Please repeat the records exactly from their first line, finishing at the line containing "find beige building" and including it.

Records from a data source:

########

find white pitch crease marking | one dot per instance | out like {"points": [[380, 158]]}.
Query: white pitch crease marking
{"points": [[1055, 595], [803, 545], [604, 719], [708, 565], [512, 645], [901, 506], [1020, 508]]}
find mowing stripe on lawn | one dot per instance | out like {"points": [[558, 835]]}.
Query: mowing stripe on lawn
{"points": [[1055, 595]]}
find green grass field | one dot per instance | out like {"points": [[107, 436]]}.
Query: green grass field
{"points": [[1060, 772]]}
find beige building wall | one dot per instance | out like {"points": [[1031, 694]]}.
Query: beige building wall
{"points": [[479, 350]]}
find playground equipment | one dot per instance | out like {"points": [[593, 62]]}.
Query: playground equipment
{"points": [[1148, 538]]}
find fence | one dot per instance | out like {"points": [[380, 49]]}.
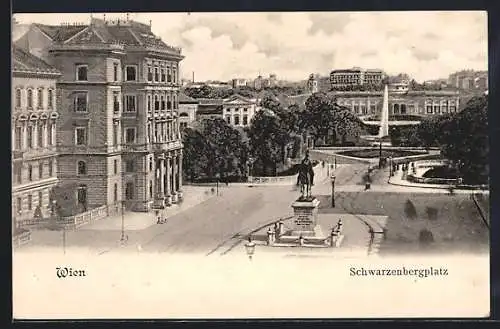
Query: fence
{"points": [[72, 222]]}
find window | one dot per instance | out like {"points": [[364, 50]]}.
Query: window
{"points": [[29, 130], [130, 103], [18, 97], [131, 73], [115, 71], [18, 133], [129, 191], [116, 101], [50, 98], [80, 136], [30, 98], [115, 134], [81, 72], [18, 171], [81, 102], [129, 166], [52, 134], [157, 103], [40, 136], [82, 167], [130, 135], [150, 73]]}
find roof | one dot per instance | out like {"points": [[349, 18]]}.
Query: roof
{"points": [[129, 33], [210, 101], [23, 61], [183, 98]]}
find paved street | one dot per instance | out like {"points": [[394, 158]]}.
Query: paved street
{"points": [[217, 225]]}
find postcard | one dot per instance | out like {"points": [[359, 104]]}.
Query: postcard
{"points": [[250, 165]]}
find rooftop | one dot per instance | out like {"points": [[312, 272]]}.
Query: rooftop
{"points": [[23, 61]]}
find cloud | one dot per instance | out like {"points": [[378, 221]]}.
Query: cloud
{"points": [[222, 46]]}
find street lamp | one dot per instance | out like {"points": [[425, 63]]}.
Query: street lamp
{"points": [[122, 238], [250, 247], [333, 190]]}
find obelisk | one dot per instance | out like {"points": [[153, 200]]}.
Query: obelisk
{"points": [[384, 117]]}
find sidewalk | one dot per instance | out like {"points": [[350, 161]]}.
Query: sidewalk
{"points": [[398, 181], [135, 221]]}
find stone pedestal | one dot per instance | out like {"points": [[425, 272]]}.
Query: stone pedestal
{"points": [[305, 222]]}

########

> _ANSWER FOR THIS EXERCISE_
find white pitch crease marking | one dot per instance | out like {"points": [[380, 158]]}.
Query: white pitch crease marking
{"points": [[1055, 595], [803, 545], [604, 719], [708, 565], [512, 645], [901, 506], [1020, 508]]}
find mowing stripe on lawn | one dot per instance | out like {"points": [[558, 835]]}.
Query: mowing stripe on lawn
{"points": [[1055, 595]]}
find green grass field | one dot per instance | out like {"points": [[107, 436]]}.
Query: green grass field
{"points": [[1060, 772]]}
find beige building wall | one dot per instance | out like {"points": [[1031, 694]]}.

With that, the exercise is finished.